▶ **Text segment**:
********************

12 Things I Learned From Starting 3 Successful Lifestyle Businesses

Since my wife became pregnant with our first child in 2007, I’ve created 3 different lifestyle businesses, an ecommerce store selling wedding linens, a blog about entrepreneurship and a course on how to start an online store.

And these businesses were created so my wife and I could spend more time with these two.



For all of you who are unfamiliar with the terminology, a lifestyle business is a business that you can run on the side to earn extra money so that you don’t feel obligated to work your day job.

And the primary difference between a “lifestyle business” versus what I call a “true startup company” is that a lifestyle business requires a much smaller time commitment and can be heavily leveraged to make the best use of your resources.

The best part is that if all goes well, you can make enough money to quit your day job altogether and focus on doing the things that you love.

However, the one downside with a “lifestyle” business is that it will probably never result in you becoming filthy rich. Sure it’s possible but highly unlikely. But who needs to be filthy rich anyways?

The most important things in life come from spending time with those that you love, not slogging away at some company…unless of course your startup company happens to be what you are the most passionate about.

The Power Of A Lifestyle Business

My wife and I started our ecommerce store so that she could stay at home with our kids and be there for them as they grew up. Our store made over 100K in profit during our first year and has grown in the double and triple digits since.

I started my blog in 2009, and while it did not make much money in the first two years, it has already made 6 figures this year and the year isn’t even over yet. Next year, the blog will probably surpass my day job salary. It already has.

Similarly, my online store course has seen triple digit growth since it launched a year ago.

I run all of these businesses at the same time and still work my full time job. And the truth is that I don’t even feel like I’m working my butt off. I have plenty of free time to spend with my kids and I hang out with my family and friends a heck of a lot.

Even though I’m pretty happy with where I am right now, it was definitely not a smooth and easy path. So today, I thought that I’d share with you 12 things that I learned while creating my online businesses.

Find Out What You Are Good At And Focus On It

Most businesses try to spread themselves too thin and as a result, they don’t do anything particularly well. They key to starting a successful lifestyle business is to be hyper focused on one thing and be the best at it.

With our online wedding linens store, we decided to focus our product selection on handkerchiefs and became the largest purveyor of hankies on the Internet.

With my blog, I positioned myself as an ecommerce entrepreneur because I noticed that there were very few blogs out there that wrote about ecommerce in the context of running a real online shop.

With my online store course, I decided to focus on teaching ecommerce instead of going broad and showing people how to start a generic online business.

Every lifestyle business needs to find its thing, the one thing where you have a decent shot of being the best at. Otherwise, you will simply blend in with the rest of the pack.

Work With People Who You Love And Will Challenge You

There’s no one I can think of who I love more than my wife (except for my kiddos) so working with her was a natural choice for me. Though I can’t wholeheartedly recommend working with your spouse for everyone, there is no one else out there that you will be able to trust more.

********************

▶ **Directives**:
**1)** In the lifestyle business article, which product did the wedding linens store decide to focus on?
**2)** Reproduce the lifestyle business article word for word, starting with "And these businesses" and going on through "that you love.".
The entries are drawn from a different source than the lifestyle business article.

********************

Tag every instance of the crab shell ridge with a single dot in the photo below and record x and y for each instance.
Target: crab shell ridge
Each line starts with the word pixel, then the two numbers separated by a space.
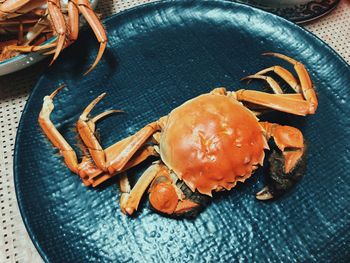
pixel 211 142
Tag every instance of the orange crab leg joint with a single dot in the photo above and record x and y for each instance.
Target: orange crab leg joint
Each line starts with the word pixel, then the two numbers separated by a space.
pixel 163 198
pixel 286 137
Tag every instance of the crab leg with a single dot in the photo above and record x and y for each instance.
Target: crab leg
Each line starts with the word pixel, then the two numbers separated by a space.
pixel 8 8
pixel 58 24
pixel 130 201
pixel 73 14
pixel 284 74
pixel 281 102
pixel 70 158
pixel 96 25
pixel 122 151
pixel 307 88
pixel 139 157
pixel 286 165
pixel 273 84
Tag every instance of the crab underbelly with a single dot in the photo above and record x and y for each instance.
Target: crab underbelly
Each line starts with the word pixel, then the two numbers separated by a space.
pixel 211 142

********************

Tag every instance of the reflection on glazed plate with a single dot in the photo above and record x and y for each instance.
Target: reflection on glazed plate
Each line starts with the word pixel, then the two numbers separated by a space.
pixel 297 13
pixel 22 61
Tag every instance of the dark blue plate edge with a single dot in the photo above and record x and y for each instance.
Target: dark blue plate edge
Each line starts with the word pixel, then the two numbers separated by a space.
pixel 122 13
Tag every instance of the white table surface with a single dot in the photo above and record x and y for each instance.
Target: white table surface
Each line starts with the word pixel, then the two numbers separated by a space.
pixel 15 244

********************

▶ **Task-by-task outputs**:
**1)** Handkerchiefs.

**2)**
And these businesses were created so my wife and I could spend more time with these two.



For all of you who are unfamiliar with the terminology, a lifestyle business is a business that you can run on the side to earn extra money so that you don’t feel obligated to work your day job.

And the primary difference between a “lifestyle business” versus what I call a “true startup company” is that a lifestyle business requires a much smaller time commitment and can be heavily leveraged to make the best use of your resources.

The best part is that if all goes well, you can make enough money to quit your day job altogether and focus on doing the things that you love.